Point localization data

+ + + +

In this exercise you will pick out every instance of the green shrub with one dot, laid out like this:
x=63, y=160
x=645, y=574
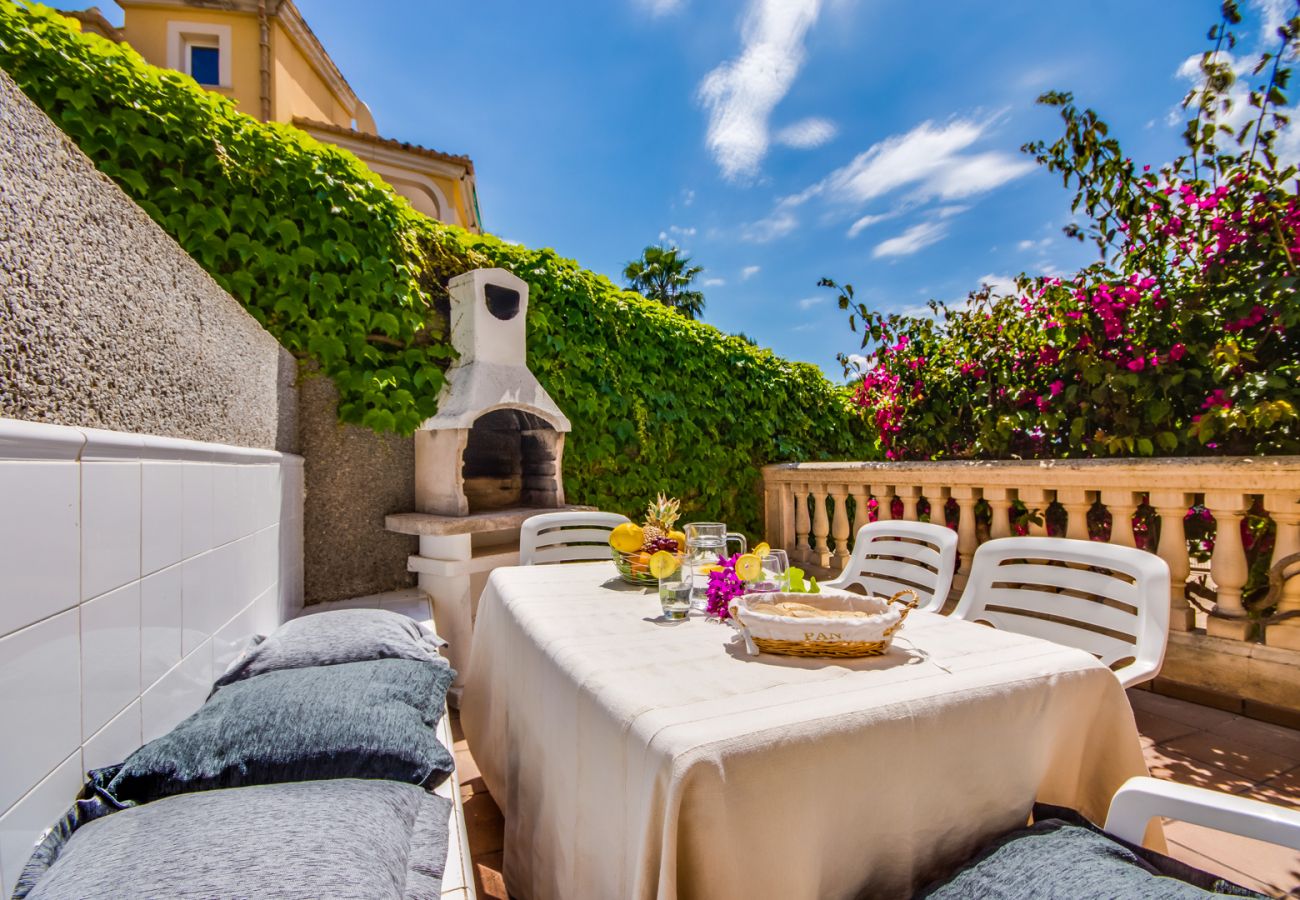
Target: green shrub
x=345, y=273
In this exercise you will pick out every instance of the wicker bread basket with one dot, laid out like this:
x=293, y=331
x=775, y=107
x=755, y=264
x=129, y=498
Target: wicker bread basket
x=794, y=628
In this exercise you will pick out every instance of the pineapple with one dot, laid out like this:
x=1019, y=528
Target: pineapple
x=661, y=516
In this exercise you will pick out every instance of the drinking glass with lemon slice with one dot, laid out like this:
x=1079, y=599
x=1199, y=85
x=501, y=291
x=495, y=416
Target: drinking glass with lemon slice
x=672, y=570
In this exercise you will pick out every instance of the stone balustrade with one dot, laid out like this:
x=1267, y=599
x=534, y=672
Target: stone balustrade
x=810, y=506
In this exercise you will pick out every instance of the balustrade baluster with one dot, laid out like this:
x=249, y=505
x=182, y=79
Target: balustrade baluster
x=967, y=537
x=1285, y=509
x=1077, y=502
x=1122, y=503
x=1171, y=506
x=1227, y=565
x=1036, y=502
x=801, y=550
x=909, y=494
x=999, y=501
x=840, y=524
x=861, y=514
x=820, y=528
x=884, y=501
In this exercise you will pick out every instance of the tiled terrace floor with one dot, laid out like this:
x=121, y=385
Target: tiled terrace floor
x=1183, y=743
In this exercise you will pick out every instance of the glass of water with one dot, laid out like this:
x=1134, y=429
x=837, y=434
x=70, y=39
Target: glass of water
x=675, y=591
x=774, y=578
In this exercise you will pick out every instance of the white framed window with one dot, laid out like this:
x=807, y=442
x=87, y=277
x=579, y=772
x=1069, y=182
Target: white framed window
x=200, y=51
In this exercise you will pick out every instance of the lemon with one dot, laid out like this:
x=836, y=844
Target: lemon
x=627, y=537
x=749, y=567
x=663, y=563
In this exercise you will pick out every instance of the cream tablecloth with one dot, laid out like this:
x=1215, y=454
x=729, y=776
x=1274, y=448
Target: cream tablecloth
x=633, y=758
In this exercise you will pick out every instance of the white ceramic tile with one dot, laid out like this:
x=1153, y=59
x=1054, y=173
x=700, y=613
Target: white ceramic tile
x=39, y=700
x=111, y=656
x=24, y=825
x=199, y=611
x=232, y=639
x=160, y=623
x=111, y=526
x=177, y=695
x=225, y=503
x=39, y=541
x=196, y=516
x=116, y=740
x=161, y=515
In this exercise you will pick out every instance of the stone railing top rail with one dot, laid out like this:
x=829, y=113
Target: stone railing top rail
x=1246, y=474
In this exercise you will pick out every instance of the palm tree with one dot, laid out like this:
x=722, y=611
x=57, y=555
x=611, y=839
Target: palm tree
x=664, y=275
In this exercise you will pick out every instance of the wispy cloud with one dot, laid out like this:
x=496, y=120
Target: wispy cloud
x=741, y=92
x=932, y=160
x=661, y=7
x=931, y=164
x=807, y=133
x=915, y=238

+ + + +

▸ **WHAT IS NEEDED**
The records above are to be transcribed in full, with images omitted.

▸ **RESULT OF THIS EXERCISE**
In this exercise you will pick out every instance of the green shrub with one dot, laid out like this:
x=63, y=160
x=645, y=574
Target: green shrub
x=345, y=273
In this exercise you will pick out every instance of the wicker bread basket with one dot, laid out like this:
x=293, y=331
x=775, y=107
x=755, y=264
x=129, y=498
Target: wicker bread basket
x=794, y=628
In this exercise you will pick out every instance of the pineapple with one dot, laid out like this:
x=1019, y=528
Target: pineapple
x=661, y=516
In this exercise you will pick out every instance of the drinking glass with lemon slice with one dot, laid out like this:
x=1079, y=599
x=1199, y=85
x=501, y=291
x=495, y=416
Target: drinking glass with lemon slice
x=672, y=570
In this exercise you will pick out every instance of the stone balustrade with one dot, laid out like this:
x=1267, y=599
x=534, y=672
Target: stone balustrade
x=810, y=506
In this exercise you will pick out every instance of the balustrade baluster with one dot, laid out like this:
x=249, y=505
x=182, y=79
Target: balustrade baluster
x=967, y=537
x=1285, y=509
x=1077, y=502
x=1122, y=503
x=1171, y=506
x=1227, y=565
x=1036, y=502
x=801, y=550
x=909, y=494
x=999, y=501
x=840, y=524
x=861, y=514
x=820, y=528
x=884, y=501
In this exercise you will pick out every instance of the tiled terrace floor with one dot, laid out like this:
x=121, y=385
Target: tiled terrace floor
x=1183, y=743
In this exercise you will pick out every instance of the glass of water with one dot, laid out like this:
x=1134, y=429
x=837, y=434
x=70, y=39
Target: glass of water
x=675, y=591
x=774, y=578
In this exercise you will pick out every instance of the white framed window with one dot, laid out like this:
x=807, y=442
x=87, y=277
x=579, y=772
x=1069, y=182
Target: white framed window
x=200, y=51
In this exercise you will pick out every instance of the lemon with one dot, laid out like this:
x=836, y=844
Target: lemon
x=627, y=537
x=749, y=567
x=663, y=563
In this exercise you will pick out every instance of the cream tablecloth with one dot, laid out like this:
x=1215, y=454
x=729, y=776
x=1274, y=448
Target: cream tablecloth
x=633, y=758
In this exercise you will pick out every instance of the white ceramic tile with one dot, laid out like this:
x=1153, y=59
x=1054, y=173
x=700, y=613
Target: white ceramic tile
x=39, y=700
x=111, y=656
x=24, y=825
x=199, y=611
x=232, y=639
x=160, y=623
x=111, y=526
x=177, y=695
x=225, y=503
x=39, y=541
x=196, y=516
x=116, y=740
x=161, y=515
In this exercise you will pick out every instance of the stone railing top rail with one dot, laid out like this:
x=829, y=113
Target: stone railing top rail
x=1246, y=474
In this exercise you will pick out every instance of the palm tree with one dot, laid out like this:
x=722, y=611
x=57, y=555
x=611, y=839
Target: palm tree
x=664, y=275
In this exercise you will pick out every instance of the wispy cloud with one dot, laid out like this:
x=496, y=120
Target: wispy cloud
x=741, y=92
x=932, y=160
x=661, y=7
x=931, y=164
x=807, y=133
x=915, y=238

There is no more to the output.